Output all records precisely as written.
################
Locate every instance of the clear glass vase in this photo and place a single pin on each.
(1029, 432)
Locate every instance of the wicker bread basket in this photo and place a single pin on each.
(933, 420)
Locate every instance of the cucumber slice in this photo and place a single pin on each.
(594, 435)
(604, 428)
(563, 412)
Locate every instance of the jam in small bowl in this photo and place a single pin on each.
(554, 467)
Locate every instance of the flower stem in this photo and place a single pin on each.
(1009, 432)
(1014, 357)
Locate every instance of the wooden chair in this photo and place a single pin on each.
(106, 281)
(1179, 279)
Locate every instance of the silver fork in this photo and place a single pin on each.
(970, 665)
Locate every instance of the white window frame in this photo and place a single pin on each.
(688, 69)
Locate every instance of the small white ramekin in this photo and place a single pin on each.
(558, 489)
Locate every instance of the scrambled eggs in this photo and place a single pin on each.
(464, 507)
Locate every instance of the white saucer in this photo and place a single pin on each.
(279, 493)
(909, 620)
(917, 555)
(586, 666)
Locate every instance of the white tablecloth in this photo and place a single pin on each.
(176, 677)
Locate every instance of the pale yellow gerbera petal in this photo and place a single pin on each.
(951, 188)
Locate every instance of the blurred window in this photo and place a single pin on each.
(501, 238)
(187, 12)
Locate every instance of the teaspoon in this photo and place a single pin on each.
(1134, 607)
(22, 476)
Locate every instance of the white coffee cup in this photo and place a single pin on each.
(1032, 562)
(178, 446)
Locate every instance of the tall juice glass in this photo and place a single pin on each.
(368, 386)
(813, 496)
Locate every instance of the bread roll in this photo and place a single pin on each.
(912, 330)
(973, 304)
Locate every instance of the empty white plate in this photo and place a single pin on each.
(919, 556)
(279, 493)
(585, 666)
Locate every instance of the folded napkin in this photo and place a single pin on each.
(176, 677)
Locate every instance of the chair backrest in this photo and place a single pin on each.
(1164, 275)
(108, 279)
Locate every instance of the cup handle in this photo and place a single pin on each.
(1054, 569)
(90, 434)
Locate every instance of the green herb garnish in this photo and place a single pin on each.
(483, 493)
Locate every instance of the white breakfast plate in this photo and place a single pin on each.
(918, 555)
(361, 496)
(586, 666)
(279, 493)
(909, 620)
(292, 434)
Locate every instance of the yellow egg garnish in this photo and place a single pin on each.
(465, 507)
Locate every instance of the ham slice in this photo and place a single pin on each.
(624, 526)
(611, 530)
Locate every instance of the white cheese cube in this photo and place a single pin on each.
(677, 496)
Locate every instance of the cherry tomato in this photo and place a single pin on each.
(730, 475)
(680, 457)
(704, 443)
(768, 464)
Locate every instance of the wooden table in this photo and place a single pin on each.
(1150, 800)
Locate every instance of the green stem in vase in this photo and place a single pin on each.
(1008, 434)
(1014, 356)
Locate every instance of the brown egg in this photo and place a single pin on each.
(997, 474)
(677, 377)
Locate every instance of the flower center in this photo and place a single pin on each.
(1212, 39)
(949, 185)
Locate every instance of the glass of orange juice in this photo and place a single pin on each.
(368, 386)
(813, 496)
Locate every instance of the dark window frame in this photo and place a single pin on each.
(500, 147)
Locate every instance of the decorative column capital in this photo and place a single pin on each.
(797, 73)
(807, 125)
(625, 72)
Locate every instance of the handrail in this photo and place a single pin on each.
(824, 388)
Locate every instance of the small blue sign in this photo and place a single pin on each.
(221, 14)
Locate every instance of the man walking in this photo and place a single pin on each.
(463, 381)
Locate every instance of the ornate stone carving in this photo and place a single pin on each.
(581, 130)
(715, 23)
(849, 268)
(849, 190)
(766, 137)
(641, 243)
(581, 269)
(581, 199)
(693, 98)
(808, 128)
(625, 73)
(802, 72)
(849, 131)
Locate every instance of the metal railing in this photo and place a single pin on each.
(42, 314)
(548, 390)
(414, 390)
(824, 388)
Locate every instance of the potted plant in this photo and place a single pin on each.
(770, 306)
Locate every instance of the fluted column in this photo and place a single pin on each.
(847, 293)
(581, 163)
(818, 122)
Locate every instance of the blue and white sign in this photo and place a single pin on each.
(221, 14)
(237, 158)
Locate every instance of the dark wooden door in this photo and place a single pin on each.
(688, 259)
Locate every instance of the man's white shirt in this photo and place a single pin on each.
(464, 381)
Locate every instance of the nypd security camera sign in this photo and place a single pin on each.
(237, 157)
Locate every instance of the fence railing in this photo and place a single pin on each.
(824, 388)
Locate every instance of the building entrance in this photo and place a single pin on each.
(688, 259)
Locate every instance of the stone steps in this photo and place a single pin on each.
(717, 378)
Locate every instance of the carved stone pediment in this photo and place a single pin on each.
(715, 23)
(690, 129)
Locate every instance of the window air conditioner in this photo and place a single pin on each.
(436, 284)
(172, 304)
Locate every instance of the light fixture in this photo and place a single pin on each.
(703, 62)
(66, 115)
################
> **The result**:
Locate every instance of the clear glass vase in this photo and place a single pin on each.
(1029, 432)
Locate every instance of the wicker bread basket in this photo and place a single pin on each.
(933, 420)
Locate every instance of the cucumber slice in this photo and place a single pin on each.
(594, 435)
(604, 428)
(563, 412)
Locate every instance of the jam in small bowl in this photo and place a single pin on each.
(554, 467)
Locate every instance of the flower stem in this photo and place a single pin on each.
(1009, 432)
(1014, 357)
Locate every instance of the wooden chair in this photo and place a single pin on each.
(106, 281)
(1179, 279)
Locate every instance of the silver fork in this photo and place a single pin on each.
(970, 665)
Locate every instance of the white window frame in this photo and place a single pin on each.
(688, 69)
Locate every instance of the small white ramekin in this photo and place a single pin on each.
(558, 489)
Locate every instance of the scrambled eggs in this photo and place a single pin on each.
(464, 507)
Locate every instance of the white saucer in this photo and place a single pin on each.
(279, 493)
(909, 620)
(917, 555)
(586, 666)
Locate every instance of the white tablecloth in this photo and place a single pin on each.
(176, 677)
Locate every instance of the pale yellow gerbera petal in this photo and place a single pin on each.
(951, 188)
Locate every instance of the blurred window in this photo and place a single pin on each.
(501, 238)
(187, 12)
Locate every instance of the teaspoon in this photo and place a single pin on each.
(1134, 607)
(22, 476)
Locate every instance of the white coffee cup in this photo and place a single pin on each.
(1032, 562)
(178, 446)
Locate every instance of the tall juice glass in this photo and place a single pin on each.
(368, 386)
(813, 496)
Locate every instance of the bread roll in this photo and place a single pin on each.
(912, 330)
(973, 304)
Locate every instance of the empty white plate in this photo and place a single pin on each.
(919, 556)
(279, 493)
(585, 666)
Locate every instance of the folded napkin in this photo and place a single pin on each.
(176, 677)
Locate every instance of the chair backrest in this photo and place a single pin on each.
(1164, 275)
(108, 279)
Locate every instance of the cup handle in this photo and place a single pin on each.
(1054, 569)
(90, 434)
Locate every instance of the green herb garnish in this photo and place a single pin on each.
(483, 493)
Locate every instance of the white breakfast plate in this photo and place a single pin on each.
(918, 555)
(361, 496)
(586, 666)
(279, 493)
(909, 620)
(292, 434)
Locate every instance of the yellow egg garnish in this photo and place a single pin on each.
(465, 507)
Locate every instance of the ham slice in this photo and place a single pin on each.
(624, 526)
(611, 530)
Locate every instance of the white cheese cube in this photo and place a single pin on each.
(677, 496)
Locate every instance of the cherry tomato in this photo and place a single pin on each.
(730, 475)
(680, 457)
(704, 443)
(768, 464)
Locate every instance of the wooden table in this photo and place a single pin on each.
(1150, 800)
Locate every instance of the green stem in vase in this photo and place a single pin on each.
(1008, 434)
(1014, 356)
Locate every instance of the brown egg in this photo and place a single pin on each.
(997, 474)
(677, 377)
Locate every instance of the flower center in this photo and place a single pin on each.
(1212, 39)
(949, 185)
Locate every instance of the glass of orange juice in this photo and place a single pin on each.
(368, 386)
(813, 496)
Locate every instance of the dark window frame in this photo and place a single pin on each.
(500, 147)
Locate every instance of the decorative column capital in this photo and place a single pin on each.
(797, 73)
(807, 125)
(625, 72)
Locate every instance of the handrail in this photo and place a single pin on each.
(824, 388)
Locate every instance of the small blue sign in this photo and place a single pin on each.
(221, 14)
Locate every instance of the man walking in this photo and place a single pin on each.
(463, 381)
Locate every instance of the ornate stone carving in this photo and place a single pin on each.
(581, 130)
(715, 23)
(849, 268)
(849, 190)
(766, 137)
(641, 243)
(581, 269)
(581, 199)
(693, 98)
(808, 128)
(625, 73)
(802, 72)
(849, 131)
Locate every instance of the metal railing in this photo and place a single pin on each.
(42, 314)
(548, 390)
(414, 390)
(824, 388)
Locate every instance of the potted plant in this photo and place a single pin on each.
(770, 306)
Locate every instance of the fluted column in this photo and place a single pin on each.
(847, 293)
(581, 163)
(818, 122)
Locate every instance of the blue and white sign in this photo and place a single pin on each.
(221, 14)
(237, 158)
Locate every instance of the dark wooden door in this photo and place a single pin on each.
(688, 259)
Locate every instance of the man's white shirt in this photo and place a single pin on each.
(464, 381)
Locate every instance of the nypd security camera sign in this photo and place a single pin on each.
(237, 157)
Locate every instance of the fence railing in this photo and place a single pin on each.
(824, 388)
Locate every instance of the building entrance in this photo and place a single pin on each.
(688, 259)
Locate every instance of the stone steps in this photo and place a single pin on each.
(717, 378)
Locate every instance of the carved stone pediment in this photo and place a single pin on each.
(715, 23)
(690, 129)
Locate every instance of the window air conditioner in this photo and place a single pin on each.
(436, 284)
(172, 304)
Locate every instance of the light fixture in this photo and place a single pin on each.
(703, 62)
(66, 115)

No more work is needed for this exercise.